**Selected text**
:::::
June 1st will be the 22 year anniversary of his death and I will not be answering my phone and playing into my Mom's stuff, don't have the time for it and in all honesty am very bitter about the fact that we were denied certain wants and needs because of her wanting us to basically be our brother. In no way do I ever hold him responsible for how we were shunned as children, he loved his baby sisters and so many times you could read in his face how sorry he was that she would try to force his likes on us.

As this is being typed I am still so angry at Mom for so much stuff that happened as a child. I also see lots of I, Me, etc too but this is after all my feelings. I'm angry, hurt and so many times have wanted to just scream at her for all the bullshit and emotional games she played whether she knew it or not. So after reading this a realization has come up that perhaps I would feel more about my brothers passing if I knew it wouldn't give Mom such satisfaction.

ps: I really do love my Mom and try to understand her.

6 comments:

Tall tales said...

Hey Penny

Read my post..

Jenny said...

Thanks for your honesty Penny. I admire your strength and candor. It seems in every family relationship there are issues. I know my family have a few that we still haven't dealt with. Hugs my darling.
When are you 2 girlfriends coming in to Terrace?? If it's nice on the weekend and if Shari's off we should meet at the lake.

Sharijoy said...

Pen.... hugs ans kisses
I think you have the perfect way of dealing that is right for you!! I'm the same way I don't dwell.... it serves no purpose except maybe to re-hurt yourself over and over again. and is that what your loved one would of wanted for you??? As for your mom I KNOW how you feel!! and being frank with her isn't wrong.... she needs to stop hurting herself and you and your sister.... maybe you need to point out how it is tha tyou feel. EVEN IF SHE SAYS YOUR BEING A BABY OR THAT YOU'RE JEALOUS OF YOUR BROTHER...lol as My Mom pointed out to me!!! talk to you soon!!
:::::
**Extracted material**

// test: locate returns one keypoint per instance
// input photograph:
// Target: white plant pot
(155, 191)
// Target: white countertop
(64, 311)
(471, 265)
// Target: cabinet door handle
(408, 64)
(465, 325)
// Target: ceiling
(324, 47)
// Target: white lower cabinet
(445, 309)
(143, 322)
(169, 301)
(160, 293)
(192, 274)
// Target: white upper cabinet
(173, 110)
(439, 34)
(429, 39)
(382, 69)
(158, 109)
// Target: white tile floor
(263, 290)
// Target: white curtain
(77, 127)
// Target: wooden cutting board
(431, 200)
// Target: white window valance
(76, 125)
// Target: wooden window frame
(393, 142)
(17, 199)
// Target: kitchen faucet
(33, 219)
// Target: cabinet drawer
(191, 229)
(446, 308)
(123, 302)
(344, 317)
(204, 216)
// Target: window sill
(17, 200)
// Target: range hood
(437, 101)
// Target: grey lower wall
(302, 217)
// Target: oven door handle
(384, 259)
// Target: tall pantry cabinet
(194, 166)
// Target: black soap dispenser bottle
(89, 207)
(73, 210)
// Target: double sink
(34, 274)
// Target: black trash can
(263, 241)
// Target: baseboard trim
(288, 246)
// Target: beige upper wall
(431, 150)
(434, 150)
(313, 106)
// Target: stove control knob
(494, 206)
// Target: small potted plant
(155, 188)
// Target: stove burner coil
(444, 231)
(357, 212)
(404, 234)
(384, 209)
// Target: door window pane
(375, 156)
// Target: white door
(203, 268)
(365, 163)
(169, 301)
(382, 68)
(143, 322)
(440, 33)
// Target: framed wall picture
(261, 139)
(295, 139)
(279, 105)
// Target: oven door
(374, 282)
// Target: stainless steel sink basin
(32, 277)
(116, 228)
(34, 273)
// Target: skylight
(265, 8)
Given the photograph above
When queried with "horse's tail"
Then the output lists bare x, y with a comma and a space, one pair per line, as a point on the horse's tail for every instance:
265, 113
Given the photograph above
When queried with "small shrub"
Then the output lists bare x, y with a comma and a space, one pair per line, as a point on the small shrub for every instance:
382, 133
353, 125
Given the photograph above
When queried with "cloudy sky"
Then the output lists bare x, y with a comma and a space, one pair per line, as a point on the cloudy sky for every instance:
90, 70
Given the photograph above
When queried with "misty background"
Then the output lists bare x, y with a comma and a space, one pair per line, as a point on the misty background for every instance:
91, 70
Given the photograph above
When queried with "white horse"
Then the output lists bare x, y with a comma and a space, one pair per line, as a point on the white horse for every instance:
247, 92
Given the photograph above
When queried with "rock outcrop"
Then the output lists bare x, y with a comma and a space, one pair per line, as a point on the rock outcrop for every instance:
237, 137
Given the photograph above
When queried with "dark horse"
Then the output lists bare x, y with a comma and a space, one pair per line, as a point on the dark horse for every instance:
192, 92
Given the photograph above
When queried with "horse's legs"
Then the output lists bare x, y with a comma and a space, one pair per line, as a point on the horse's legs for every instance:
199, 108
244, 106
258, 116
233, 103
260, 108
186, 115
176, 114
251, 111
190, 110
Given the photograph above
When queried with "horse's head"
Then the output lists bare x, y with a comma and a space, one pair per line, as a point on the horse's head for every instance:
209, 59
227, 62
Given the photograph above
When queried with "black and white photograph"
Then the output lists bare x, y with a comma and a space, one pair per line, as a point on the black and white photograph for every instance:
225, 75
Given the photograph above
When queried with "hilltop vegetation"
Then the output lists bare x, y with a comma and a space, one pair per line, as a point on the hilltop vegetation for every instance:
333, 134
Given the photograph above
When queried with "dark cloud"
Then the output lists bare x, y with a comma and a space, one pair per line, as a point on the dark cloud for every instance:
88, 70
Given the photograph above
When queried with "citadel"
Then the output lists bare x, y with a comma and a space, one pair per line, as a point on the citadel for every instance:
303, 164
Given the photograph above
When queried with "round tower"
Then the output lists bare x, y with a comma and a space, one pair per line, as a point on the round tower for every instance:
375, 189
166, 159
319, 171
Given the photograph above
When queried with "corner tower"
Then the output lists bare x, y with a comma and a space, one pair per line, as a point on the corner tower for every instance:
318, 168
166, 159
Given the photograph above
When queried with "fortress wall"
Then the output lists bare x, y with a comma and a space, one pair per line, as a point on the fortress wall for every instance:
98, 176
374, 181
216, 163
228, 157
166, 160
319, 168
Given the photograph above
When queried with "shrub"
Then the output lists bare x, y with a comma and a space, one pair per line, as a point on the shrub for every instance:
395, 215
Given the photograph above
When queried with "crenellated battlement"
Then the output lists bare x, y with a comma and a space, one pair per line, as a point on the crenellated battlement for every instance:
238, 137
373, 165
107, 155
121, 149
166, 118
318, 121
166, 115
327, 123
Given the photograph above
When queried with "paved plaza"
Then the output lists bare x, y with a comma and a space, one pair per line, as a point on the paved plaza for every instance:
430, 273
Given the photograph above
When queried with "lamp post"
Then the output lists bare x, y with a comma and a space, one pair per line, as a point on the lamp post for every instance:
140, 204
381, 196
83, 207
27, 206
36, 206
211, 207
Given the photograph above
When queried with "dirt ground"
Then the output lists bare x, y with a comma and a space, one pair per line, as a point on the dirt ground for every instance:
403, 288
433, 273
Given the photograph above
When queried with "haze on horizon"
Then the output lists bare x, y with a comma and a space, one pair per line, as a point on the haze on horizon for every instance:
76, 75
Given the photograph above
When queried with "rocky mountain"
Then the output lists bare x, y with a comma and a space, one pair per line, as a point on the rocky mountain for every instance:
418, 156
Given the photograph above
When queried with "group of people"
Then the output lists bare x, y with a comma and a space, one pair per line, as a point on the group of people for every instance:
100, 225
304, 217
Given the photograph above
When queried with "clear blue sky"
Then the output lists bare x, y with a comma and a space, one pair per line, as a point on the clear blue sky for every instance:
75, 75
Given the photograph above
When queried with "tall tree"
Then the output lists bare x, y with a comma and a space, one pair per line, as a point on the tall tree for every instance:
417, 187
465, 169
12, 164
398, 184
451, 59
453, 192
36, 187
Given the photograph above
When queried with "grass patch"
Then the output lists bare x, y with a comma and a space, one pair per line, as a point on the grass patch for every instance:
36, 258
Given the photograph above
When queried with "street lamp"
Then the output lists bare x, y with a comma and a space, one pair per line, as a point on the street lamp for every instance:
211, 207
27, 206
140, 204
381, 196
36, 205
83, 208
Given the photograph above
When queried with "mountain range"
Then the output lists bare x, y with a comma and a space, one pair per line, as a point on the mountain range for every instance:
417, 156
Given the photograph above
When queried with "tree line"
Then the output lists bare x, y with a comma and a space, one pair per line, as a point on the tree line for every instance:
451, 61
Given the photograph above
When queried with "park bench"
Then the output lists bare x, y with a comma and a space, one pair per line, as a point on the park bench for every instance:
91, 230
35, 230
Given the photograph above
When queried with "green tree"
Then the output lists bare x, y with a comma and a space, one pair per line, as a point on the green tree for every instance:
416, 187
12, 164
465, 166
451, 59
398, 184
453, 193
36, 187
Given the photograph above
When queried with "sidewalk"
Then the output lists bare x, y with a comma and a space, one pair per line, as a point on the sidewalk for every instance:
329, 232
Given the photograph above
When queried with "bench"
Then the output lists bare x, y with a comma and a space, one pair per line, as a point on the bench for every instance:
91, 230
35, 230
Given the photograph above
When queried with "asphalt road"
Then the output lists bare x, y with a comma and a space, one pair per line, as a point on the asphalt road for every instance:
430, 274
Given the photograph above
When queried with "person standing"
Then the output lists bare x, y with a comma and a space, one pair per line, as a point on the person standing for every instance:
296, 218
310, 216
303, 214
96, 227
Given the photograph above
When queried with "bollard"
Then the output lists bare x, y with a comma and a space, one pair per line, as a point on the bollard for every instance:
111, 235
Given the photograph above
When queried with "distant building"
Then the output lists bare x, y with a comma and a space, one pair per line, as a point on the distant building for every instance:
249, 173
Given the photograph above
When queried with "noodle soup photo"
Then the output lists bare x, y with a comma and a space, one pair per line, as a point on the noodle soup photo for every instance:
:::::
**Work to complete**
**a)** Sum up the blog post about the brother's death anniversary in two sentences.
**b)** In the blog post about the brother's death anniversary, how many years will June 1st mark since the brother died?
**c)** Please carry on the blog post about the brother's death anniversary from where it stops.

**Results of the exercise**
**a)** The writer says June 1st will mark 22 years since the brother's death and that they won't answer the phone or play into their mom's stuff, still angry that their mom denied the sisters certain wants and needs by pushing them to be like their brother, whom they don't blame. Commenters respond with hugs and support, with one admiring the writer's honesty and another suggesting the writer point out to the mom how they feel.

**b)** 22 years.

**c)**
the therapeutic writer said...

Hey Penny... you're very honest with yourself which is refreshing and admirable. It's hard to accept that our parents don't always make the choices that are best for us, but rather, best for themselves. Parenting is *supposed* to be selfless, but the reality is that it never is.

Take your mom out of the equation and grieve for your own loss. You owe it to yourself. Grieve for not having your brother beside you today; for not having the parenting that you needed and celebrate the woman you became because of it all - insightful, compassionate, funny, intelligent and beautiful. It's not about your mom's satisfaction, it's about you.

Much love and big boob-squishin' hugs to you.

Tanya said...

Hey Penny,
Thanks for sharing your heart. This post touched me. I myself have never lost a sibling, but my husband Jason has. His parents also think about what his brother would be like had he survived (cancer). But he didn't, and life goes on. Its great to acknowledge and celebrate their lives, but I know that they wouldn't want us to suffer for them not being around anymore. You need to cherish the good times, and let go of the bad. Take care...thinking of you.

Pen said...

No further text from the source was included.